Written problem a.
According to the article on Joshua Kertzer's dissertation award, how many nominees was his dissertation selected from?

Page extract.
Past Mershon Graduate Affiliate Wins National Dissertation Award

Joshua Kertzer

Joshua Kertzer (PhD, political science, 2013) was awarded a 2014 Council of Graduate Schools (CGS)/ProQuest Distinguished Dissertation Award, the nation’s highest honor for doctoral dissertations. Kertzer’s dissertation, “Resolve in International Politics,” was selected from 71 nominees representing 25 disciplines in the social sciences. He was presented the award on December 4 during the CGS annual meeting in Washington, D.C.

Kertzer’s dissertation, which was supported by a grant from the Mershon Center, examines the concept of resolve, which is a commonly used but insufficiently understood independent variable in international relations.

He describes resolve as “an interaction between situational stakes and dispositional traits,” and uses a range of different methods to explain why certain types of actors are more sensitive to the costs of fighting, while others are more sensitive to the costs of backing down. Kertzer’s faculty advisor was Richard Herrmann, professor and chair of the Department of Political Science and former director of the Mershon Center.

Sponsored jointly by CGS and ProQuest Dissertations Publishing, a division of ProQuest Information and Learning, and first presented in 1981, these awards are made annually to individuals who have completed dissertations representing original work that makes an unusually significant contribution to the discipline. Two awards are given each year, rotating among four general areas of scholarship. Winners receive a certificate, a $2,000 honorarium and funds for travel to the awards ceremony.

Kertzer has also been honored with a variety of dissertation awards, including the American Political Science Association's 2014 Helen Dwight Reid Award for best dissertation in international relations, law and politics, the 2014 Kenneth N. Waltz award for best dissertation in the field of international security and arms control, and the 2014 Walter Isard award from the Peace Science Society.

Kertzer is currently assistant professor of government at Harvard University, where he specializes in the intersection of international security, foreign policy, political psychology, and quantitative and experimental methods.

His work is published or forthcoming in a number of journals, including International Studies Quarterly and the Journal of Politics and it has also appeared on The Colbert Report, Chelsea Lately, Real Time with Bill Maher, and an array of other media outlets. Before going to Harvard, he was a Dartmouth Fellow in U.S. Foreign Policy and International Security at the Dickey Center for International Understanding at Dartmouth College.

Listed records.

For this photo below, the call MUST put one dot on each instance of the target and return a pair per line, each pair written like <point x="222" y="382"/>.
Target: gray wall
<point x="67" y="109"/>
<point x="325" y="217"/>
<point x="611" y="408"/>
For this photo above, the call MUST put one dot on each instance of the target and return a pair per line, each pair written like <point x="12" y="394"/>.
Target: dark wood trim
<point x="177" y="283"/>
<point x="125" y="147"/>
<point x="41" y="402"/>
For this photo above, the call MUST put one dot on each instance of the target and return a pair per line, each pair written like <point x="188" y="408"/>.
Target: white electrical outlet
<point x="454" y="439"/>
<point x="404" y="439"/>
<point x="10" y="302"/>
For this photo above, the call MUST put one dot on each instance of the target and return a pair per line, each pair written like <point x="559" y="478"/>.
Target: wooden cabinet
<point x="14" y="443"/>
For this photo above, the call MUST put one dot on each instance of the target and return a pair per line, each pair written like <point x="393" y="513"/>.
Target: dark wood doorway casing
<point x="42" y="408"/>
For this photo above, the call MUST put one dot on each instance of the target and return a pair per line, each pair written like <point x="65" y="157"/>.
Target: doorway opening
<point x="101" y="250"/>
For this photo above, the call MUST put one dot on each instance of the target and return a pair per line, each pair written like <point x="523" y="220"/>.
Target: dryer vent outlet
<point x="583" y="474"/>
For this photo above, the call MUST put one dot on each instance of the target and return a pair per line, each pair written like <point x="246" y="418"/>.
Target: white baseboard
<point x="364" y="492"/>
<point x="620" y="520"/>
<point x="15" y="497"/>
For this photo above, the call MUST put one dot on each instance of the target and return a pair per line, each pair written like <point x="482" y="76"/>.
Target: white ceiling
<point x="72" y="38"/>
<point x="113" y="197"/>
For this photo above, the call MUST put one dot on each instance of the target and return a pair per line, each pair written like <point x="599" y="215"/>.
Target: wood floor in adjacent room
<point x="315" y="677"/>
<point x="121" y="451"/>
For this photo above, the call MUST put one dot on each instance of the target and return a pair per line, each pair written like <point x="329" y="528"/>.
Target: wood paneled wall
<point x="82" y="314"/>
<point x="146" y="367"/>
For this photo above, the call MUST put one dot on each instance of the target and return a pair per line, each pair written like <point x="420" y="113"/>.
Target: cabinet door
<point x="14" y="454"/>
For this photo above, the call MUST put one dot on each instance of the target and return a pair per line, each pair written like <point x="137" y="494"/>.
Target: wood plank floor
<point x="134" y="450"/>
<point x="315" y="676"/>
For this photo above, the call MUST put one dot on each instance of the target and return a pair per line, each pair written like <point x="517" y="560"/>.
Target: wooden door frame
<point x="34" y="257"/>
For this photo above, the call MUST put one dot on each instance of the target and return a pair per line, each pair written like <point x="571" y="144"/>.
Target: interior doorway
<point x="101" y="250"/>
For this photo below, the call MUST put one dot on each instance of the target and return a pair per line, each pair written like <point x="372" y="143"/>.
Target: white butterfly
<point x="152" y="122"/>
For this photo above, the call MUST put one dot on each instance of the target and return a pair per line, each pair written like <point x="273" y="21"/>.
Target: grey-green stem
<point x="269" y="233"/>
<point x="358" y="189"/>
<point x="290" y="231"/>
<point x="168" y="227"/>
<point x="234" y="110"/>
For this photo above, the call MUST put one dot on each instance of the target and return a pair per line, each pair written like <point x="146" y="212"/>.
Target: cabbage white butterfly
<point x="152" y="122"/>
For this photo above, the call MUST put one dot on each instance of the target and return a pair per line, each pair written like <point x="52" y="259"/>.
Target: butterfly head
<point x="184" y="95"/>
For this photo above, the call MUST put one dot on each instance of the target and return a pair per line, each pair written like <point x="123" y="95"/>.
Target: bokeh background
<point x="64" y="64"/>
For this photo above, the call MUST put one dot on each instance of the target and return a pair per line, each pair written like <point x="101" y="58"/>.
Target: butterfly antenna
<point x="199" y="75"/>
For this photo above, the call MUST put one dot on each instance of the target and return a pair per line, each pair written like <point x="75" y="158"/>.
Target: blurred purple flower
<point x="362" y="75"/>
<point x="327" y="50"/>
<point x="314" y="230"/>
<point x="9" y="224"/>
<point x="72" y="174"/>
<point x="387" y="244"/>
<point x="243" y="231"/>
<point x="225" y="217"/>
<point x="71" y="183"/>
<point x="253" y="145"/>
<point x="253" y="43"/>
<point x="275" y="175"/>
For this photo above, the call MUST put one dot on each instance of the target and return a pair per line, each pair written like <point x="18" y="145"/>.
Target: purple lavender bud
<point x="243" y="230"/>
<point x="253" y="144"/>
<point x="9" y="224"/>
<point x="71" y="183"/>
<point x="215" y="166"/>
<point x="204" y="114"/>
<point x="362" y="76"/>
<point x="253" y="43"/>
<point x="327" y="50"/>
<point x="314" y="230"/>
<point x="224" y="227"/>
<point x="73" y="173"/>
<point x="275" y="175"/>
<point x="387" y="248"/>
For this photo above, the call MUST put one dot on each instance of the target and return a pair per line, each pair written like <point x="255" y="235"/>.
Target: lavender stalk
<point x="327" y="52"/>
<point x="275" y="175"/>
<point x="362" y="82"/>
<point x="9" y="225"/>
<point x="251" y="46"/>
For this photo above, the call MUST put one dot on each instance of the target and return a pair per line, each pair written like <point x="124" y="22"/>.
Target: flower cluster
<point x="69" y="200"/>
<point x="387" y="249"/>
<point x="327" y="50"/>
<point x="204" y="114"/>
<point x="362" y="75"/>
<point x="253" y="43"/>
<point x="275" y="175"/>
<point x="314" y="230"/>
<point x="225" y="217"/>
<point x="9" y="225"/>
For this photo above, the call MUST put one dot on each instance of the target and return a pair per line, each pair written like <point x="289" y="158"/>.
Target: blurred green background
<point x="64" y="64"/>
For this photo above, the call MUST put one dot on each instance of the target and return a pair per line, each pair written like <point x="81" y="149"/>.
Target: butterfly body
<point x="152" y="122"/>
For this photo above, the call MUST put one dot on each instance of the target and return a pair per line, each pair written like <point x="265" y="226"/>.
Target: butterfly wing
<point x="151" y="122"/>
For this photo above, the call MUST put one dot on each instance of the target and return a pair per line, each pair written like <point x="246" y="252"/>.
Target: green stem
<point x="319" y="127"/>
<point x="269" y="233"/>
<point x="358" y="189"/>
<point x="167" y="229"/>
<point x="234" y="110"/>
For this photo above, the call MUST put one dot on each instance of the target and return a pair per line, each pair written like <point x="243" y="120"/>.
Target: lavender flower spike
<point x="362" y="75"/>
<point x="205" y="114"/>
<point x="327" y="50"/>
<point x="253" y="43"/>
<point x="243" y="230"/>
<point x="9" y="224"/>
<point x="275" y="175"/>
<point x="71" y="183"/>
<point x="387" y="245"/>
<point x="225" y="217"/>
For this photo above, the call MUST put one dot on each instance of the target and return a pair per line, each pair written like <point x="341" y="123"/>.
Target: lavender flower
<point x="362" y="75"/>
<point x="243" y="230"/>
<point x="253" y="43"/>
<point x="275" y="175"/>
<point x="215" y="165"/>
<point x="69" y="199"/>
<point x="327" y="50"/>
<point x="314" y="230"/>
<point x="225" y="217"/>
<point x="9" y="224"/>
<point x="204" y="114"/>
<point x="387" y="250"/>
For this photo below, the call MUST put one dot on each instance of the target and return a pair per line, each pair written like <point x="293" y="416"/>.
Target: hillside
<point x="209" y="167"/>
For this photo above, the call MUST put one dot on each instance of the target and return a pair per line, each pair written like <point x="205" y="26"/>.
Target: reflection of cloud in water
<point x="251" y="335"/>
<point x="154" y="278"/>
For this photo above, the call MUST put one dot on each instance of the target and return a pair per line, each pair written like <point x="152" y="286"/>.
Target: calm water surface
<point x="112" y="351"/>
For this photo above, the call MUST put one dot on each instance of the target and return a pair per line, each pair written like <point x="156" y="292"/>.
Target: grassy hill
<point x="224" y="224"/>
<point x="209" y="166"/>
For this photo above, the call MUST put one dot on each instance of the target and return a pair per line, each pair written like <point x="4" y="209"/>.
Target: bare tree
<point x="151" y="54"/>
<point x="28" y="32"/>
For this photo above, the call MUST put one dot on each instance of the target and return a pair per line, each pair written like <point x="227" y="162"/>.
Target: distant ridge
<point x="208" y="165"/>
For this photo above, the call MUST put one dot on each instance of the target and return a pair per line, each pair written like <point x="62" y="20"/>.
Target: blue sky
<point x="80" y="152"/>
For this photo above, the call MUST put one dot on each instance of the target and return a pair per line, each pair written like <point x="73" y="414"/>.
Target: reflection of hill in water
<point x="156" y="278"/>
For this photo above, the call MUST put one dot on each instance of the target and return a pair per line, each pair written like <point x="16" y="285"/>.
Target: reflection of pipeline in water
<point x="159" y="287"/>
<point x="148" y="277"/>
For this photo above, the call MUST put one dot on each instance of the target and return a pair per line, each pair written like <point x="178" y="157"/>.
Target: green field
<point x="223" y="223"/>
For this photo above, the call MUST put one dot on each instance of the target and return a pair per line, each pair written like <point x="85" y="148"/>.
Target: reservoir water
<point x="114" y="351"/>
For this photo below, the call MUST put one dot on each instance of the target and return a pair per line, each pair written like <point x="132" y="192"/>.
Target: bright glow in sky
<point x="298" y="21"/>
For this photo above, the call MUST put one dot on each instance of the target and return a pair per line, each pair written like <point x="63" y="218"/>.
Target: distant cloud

Written problem b.
Show each line in the records above that contains the word "floor", copying every such line in full.

Correct response a.
71 nominees

Correct response b.
Target: wood floor in adjacent room
Target: wood plank floor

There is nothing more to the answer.